### Work to be completed
Copy each line of the entries beneath that contains the word "below".

### Exercise input
%%
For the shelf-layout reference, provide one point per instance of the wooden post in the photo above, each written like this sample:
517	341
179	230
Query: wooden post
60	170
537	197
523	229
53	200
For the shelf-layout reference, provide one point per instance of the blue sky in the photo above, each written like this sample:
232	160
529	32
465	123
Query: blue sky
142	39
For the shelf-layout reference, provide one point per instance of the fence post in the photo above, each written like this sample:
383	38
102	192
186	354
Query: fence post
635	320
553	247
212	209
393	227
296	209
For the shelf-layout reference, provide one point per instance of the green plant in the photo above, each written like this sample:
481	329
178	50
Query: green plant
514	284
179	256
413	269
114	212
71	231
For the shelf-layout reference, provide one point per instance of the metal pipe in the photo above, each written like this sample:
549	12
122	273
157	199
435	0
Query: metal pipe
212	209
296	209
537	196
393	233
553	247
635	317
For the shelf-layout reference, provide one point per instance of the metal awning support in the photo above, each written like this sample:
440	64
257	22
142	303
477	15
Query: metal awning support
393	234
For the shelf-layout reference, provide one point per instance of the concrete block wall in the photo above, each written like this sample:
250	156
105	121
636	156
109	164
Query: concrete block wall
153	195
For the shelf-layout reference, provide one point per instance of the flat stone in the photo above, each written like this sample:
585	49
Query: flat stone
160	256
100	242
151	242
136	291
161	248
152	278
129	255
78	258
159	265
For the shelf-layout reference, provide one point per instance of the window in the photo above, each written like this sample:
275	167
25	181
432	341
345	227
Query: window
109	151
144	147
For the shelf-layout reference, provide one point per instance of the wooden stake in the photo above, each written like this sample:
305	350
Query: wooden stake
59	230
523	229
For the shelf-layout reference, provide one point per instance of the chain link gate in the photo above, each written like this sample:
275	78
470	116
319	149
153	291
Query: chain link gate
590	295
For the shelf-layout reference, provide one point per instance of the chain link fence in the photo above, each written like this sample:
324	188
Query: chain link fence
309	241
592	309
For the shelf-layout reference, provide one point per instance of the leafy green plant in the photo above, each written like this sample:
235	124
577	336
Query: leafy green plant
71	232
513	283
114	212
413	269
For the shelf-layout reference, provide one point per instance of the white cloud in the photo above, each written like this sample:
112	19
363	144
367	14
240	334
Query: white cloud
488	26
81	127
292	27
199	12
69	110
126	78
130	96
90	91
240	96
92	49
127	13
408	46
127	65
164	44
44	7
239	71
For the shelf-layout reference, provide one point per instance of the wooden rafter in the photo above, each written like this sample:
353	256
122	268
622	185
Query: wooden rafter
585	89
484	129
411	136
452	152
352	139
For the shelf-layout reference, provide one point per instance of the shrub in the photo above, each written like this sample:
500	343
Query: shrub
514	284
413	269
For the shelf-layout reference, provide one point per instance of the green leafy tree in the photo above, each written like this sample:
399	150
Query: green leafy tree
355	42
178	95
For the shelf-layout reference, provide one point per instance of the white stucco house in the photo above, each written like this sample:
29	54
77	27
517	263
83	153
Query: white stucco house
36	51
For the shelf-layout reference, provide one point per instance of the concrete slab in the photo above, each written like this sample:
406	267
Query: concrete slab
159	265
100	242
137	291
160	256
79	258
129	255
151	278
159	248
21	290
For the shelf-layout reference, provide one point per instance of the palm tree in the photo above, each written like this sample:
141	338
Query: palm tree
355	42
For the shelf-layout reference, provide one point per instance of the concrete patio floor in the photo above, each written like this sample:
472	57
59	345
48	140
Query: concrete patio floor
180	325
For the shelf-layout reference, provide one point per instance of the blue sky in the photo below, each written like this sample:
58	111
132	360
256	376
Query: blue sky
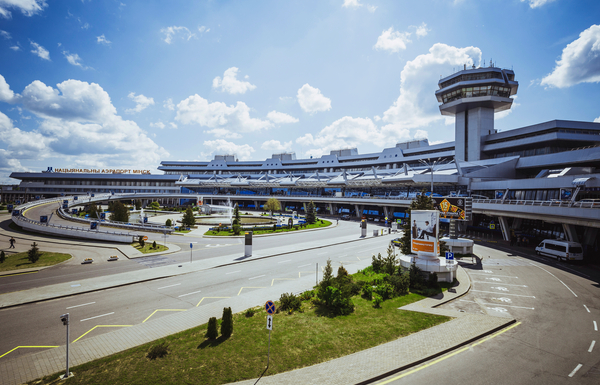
%%
%%
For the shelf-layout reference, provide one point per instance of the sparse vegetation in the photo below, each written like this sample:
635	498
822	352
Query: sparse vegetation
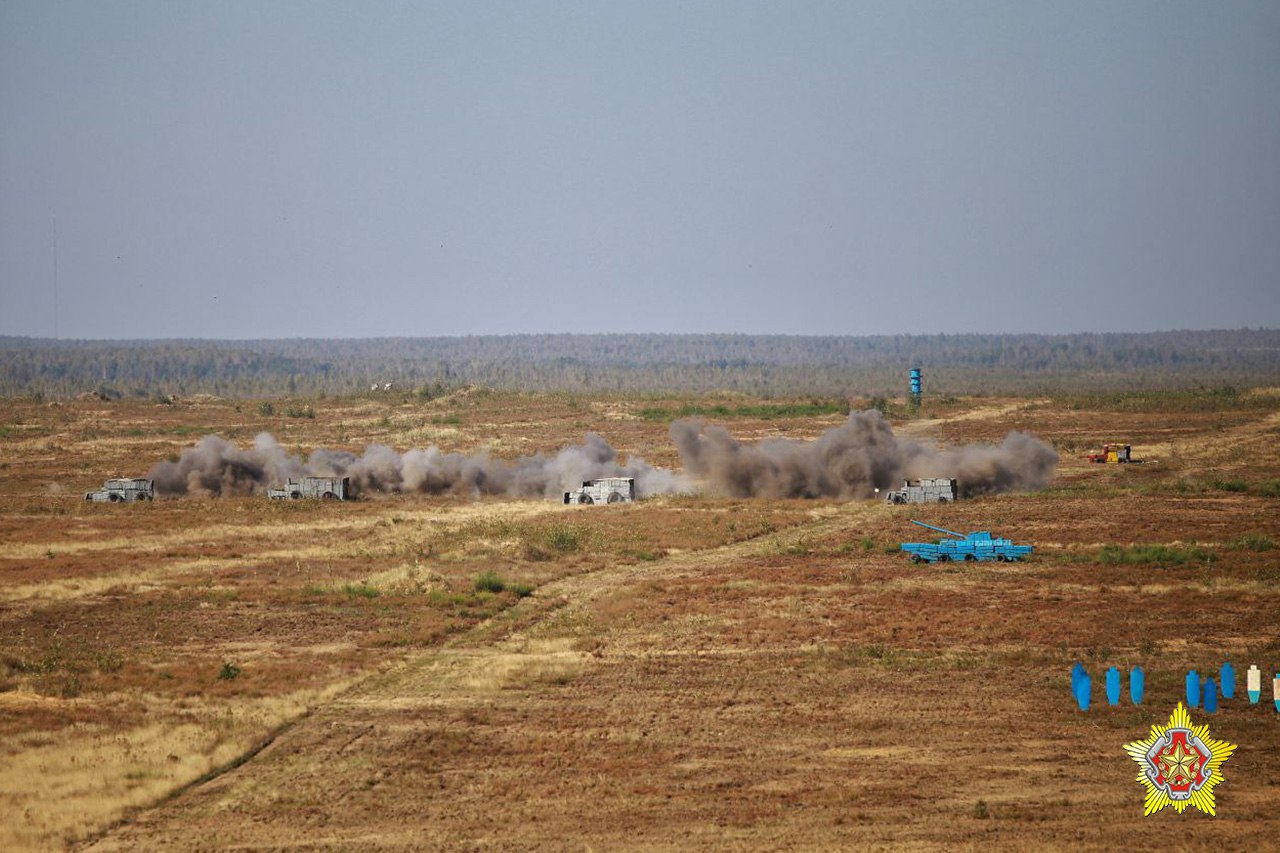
%%
### Response to the task
For the shelf-layout reference, provide one point per instance of the blue sky in the photo below, each written like this sample:
For the shelf-layout reference, provide one point per instance of the sparse vegetation in the photo below, each written like this sample:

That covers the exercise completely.